::: Extracted data

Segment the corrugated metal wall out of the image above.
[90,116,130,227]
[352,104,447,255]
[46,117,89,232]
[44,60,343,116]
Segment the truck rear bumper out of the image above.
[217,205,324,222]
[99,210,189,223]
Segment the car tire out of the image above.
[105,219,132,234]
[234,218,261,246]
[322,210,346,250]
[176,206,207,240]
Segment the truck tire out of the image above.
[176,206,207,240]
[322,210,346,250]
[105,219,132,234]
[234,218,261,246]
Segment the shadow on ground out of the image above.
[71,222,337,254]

::::::
::: Extracted data

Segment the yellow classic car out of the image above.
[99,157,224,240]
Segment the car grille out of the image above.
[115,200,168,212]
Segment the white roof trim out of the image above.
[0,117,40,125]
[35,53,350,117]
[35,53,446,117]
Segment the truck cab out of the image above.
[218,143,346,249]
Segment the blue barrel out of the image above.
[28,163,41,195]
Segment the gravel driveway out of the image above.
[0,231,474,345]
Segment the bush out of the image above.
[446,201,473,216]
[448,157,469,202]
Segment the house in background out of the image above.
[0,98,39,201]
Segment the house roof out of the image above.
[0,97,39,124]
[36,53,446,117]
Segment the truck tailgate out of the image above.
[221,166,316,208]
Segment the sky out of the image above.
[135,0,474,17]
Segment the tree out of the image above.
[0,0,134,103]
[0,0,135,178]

::::::

- [Goal]
Copy out the listing from the line containing "Segment the yellow" through the line containing "[0,0,135,178]" without changing anything, both end lines included.

- [Full solution]
Segment the yellow classic car out of the image above.
[99,157,224,240]
Segment the car grille out of the image above.
[115,200,168,212]
Segment the white roof trim out of the image above.
[0,117,40,125]
[35,53,350,117]
[35,53,446,117]
Segment the truck cab out of the image above.
[218,143,346,249]
Segment the blue barrel out of the image above.
[28,163,41,195]
Segment the gravel driveway out of the image above.
[0,231,474,345]
Segment the bush out of the image above.
[446,201,473,216]
[448,157,469,202]
Segment the house in background out of the image above.
[0,98,39,201]
Segment the house roof out of the image above.
[0,97,39,124]
[36,53,446,117]
Segment the truck tailgate out of the image above.
[221,166,316,208]
Segment the sky out of the image above.
[135,0,474,17]
Segment the tree out of the image above.
[0,0,134,103]
[0,0,135,178]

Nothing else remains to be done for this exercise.